In the forum thread on pronunciation below, how do people in the northern US states often pronounce "pecan"?

===== Document extract

Pecan is a word often mispronounced in the US. It is pronounced Puh Kahn but people in the northern states often pronounce it Pee Can. Out west it's  a mixture of the two Puh Can


----------



## Falcon (Feb 11, 2015)

Ameriscot said:


> I had a couple of coworkers in TN who pronounced it like that as well.



How about  salmonella ?  Maybe that's where she got the idea.?


----------



## AZ Jim (Feb 11, 2015)

rkunsaw said:


> Pecan is a word often mispronounced in the US. It is pronounced Puh Kahn but people in the northern states often pronounce it Pee Can. Out west it's  a mixture of the two Puh Can



http://askville.amazon.com/correct-pronunciation-word-pecan/AnswerViewer.do?requestId=8116298


----------



## Josiah (Feb 11, 2015)

oakapple said:


> So, who has a prostrate prostate?



Mine is healing having just been surgically reamed out, but for a while it was indeed a prostrate prostate.


----------



## Josiah (Feb 11, 2015)

Another word which is pronounced differently in the UK is "evolution"


----------



## Butterfly (Feb 12, 2015)

Josiah09 said:


> Another word which is pronounced differently in the UK is "evolution"



How do they pronounce it in the UK?


----------



## Ameriscot (Feb 12, 2015)

Butterfly said:


> How do they pronounce it in the UK?



Long e.  There is a massive list of words pronounced differently here that have nothing to do with accents.


----------



## Warrigal (Feb 12, 2015)

ee-volution in OZ too.

Also ee-volve.


----------

==========
===== Data excerpts

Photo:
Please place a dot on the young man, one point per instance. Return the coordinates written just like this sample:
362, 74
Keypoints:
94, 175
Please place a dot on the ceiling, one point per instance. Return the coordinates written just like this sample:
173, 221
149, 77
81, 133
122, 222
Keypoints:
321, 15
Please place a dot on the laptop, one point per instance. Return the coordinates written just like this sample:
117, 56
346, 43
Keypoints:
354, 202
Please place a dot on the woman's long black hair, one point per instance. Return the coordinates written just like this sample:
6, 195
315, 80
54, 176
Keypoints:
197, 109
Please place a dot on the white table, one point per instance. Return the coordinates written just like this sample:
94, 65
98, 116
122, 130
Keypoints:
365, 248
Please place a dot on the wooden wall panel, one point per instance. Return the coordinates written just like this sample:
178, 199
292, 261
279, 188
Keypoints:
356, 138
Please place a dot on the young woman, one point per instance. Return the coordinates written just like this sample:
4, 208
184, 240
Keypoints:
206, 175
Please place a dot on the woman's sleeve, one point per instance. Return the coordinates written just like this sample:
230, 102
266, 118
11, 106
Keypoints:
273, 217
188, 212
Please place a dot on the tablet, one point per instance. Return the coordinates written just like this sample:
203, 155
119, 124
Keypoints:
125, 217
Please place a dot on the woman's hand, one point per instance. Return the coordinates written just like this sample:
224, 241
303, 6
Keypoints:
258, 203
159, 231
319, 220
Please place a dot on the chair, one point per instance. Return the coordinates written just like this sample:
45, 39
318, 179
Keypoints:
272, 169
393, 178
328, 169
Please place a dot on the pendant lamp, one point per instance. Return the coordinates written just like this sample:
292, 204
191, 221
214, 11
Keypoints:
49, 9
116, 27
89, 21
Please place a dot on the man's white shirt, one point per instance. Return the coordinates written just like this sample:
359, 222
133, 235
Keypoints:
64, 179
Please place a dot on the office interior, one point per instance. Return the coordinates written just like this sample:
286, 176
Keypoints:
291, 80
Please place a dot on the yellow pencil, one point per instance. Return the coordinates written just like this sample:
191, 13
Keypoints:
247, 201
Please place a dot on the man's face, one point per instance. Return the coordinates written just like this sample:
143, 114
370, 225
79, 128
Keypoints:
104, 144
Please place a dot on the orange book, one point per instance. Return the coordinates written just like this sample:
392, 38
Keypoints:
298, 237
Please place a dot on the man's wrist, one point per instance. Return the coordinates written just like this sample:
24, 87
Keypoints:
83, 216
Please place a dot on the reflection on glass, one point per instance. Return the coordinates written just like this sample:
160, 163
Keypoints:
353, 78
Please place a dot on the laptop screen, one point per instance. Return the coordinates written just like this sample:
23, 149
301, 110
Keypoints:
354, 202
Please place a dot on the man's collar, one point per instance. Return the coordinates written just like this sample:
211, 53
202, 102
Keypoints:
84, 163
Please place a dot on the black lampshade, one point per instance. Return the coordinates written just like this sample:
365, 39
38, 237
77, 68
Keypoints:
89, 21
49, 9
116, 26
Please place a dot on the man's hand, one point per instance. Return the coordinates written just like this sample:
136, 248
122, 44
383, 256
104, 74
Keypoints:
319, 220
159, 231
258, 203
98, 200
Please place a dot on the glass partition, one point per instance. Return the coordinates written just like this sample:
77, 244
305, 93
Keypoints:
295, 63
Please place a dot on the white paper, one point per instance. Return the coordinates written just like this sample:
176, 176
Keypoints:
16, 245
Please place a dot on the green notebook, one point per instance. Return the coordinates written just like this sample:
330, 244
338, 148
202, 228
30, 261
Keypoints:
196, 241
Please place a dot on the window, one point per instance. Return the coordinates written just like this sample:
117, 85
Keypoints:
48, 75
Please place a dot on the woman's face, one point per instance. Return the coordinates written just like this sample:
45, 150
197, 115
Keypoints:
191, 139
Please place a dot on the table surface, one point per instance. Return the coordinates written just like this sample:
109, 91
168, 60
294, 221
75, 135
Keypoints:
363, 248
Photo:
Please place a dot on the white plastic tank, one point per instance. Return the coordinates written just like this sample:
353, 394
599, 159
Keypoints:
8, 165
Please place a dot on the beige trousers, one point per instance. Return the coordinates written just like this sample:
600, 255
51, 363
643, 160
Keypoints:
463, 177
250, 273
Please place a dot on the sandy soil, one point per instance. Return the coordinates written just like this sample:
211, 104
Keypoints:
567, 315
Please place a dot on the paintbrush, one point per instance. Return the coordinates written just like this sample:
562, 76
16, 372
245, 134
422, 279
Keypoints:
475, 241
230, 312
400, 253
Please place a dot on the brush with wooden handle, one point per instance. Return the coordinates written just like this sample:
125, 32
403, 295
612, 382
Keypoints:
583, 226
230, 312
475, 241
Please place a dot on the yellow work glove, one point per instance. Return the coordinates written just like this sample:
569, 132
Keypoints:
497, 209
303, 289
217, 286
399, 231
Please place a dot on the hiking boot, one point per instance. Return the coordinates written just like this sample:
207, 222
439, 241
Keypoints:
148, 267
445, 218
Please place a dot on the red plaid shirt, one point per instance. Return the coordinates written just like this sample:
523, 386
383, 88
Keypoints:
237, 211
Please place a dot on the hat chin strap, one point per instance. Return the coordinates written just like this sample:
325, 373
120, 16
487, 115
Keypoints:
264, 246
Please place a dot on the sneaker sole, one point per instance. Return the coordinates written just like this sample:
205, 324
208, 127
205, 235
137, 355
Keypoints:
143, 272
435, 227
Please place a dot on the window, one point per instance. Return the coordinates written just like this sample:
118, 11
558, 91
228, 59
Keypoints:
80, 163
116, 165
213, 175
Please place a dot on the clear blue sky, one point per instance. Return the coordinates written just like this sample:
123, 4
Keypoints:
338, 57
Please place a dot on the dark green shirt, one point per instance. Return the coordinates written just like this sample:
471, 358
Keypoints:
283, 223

==========

◆ Response to the exercise: They often pronounce it "Pee Can."